--- Start of PAGE EXCERPT ---

Treat websites as programmable Python objects with specialized social intelligence.
Project description
WebC – Treat Websites as Python Objects
Version: 0.2.1 Author: Ashwin Prasanth and Sachin Prasanth
🚀 Update v0.2.1
- Improved accessibility
- Intelligent Data Refiner: Updated StructuredView and TaskView to automatically filter out UI noise, navigation links, and "ghost" headers for a cleaner data output.
- WebSoc Normalization: Enhanced the social intelligence layer to repair text encoding and strip promotional noise, ensuring social previews are clean and human-readable.
- Unified Metadata Support: Improved cross-platform reliability for metadata extraction, ensuring consistent previews regardless of the site's structure.
Overview
webc is a Python library that allows you to treat websites as programmable Python objects.
Instead of manually handling HTTP requests, parsing HTML, and writing repetitive scraping logic, WebC provides a structured, object-oriented interface to access semantic content, query elements, and perform intent-driven tasks.
The goal is simple:
- Make web data feel native to Python
- Provide meaningful abstractions over raw HTML
- Encourage ethical and secure usage by default
🚀 Release – v0.2.0 (The Unlocked Release)
WebC v0.2.0 onwards marks a major architectural milestone.
Global Access
- Wikipedia-only restriction removed
- Supports any HTTPS domain
- Domain-agnostic resource abstraction
TaskView 2.0
summarize(max_chars=500, refine=True)- Adjustable summary length
- Optional refinement to remove citation noise and formatting artifacts
- Intelligent fallback behavior when structured content is limited
Foundation for WebSoc (Beta)
Disclaimer ⚠️: WebSoc is currently in beta. Use only for research, educational, or personal automation purposes. Do not use for mass scraping, commercial exploitation or violating platform Terms of Service. Users are responsible for complying with website Terms of Service.
- Core engine now supports expansion into social platforms
- Designed to extract structured metadata from complex layouts
- Introduction of the first WebSoc module in beta testing
Websoc is a beta version: ⚠️ Metadata may still contain noise in this beta release.
- Current beta provides structured previews, engagement metrics, and object-based access.
- Future versions will include refined outputs, noise filtering, and expanded platform coverage.
Websoc usecase
from webc.websoc import social
# Initialize a WebSoc object for a public video URL.
# This securely fetches and parses the page.
# Note: WebSoc is currently in BETA; metadata may contain noise.
url = "https://www.youtube.com/watch?v=VIDEO_ID" # Beta example: YouTube video URL for testing
video = social[url]
# --- Basic Identity ---
# Returns a lightweight preview dictionary (e.g., cleaned title).
print("Video Title:", video.preview["title"])
# Extracts the canonical video ID from the URL.
print("Video ID:", video.video_id)
# --- Engagement Metrics ---
# Returns a structured dictionary containing engagement data.
# Example keys: "views", "likes", "metadata"

--- End of PAGE EXCERPT ---

» THE TASK: In the WebC project description, which restriction was removed in the v0.2.0 release?

--- Start of EXTRACTED ENTRIES ---

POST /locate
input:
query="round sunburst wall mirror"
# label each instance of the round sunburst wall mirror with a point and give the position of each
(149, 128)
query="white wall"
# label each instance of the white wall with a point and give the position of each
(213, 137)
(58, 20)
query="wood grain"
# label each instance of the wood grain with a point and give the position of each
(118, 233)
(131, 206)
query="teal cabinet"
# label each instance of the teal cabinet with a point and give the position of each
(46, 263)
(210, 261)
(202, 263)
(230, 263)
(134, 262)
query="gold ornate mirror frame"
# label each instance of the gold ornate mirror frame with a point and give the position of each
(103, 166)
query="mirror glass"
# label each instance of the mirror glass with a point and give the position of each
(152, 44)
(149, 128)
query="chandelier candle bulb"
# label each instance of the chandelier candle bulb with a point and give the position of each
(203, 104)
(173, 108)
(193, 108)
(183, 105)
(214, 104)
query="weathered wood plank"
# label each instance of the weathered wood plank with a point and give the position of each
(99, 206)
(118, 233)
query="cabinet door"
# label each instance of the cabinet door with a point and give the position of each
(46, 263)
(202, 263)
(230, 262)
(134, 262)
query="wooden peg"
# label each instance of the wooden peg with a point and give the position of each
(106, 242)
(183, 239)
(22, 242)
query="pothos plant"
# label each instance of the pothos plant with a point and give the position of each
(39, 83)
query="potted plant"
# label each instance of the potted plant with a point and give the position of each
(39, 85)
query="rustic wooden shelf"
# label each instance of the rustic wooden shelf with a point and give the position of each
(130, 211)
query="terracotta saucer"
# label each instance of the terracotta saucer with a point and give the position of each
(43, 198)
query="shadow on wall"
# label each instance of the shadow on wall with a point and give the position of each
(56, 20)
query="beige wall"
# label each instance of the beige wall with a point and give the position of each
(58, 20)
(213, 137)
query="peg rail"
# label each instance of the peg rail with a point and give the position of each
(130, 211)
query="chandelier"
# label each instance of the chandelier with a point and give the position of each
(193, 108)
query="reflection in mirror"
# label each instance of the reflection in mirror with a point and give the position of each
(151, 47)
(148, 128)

--- End of EXTRACTED ENTRIES ---

» TASK SOLUTION: The Wikipedia-only restriction was removed.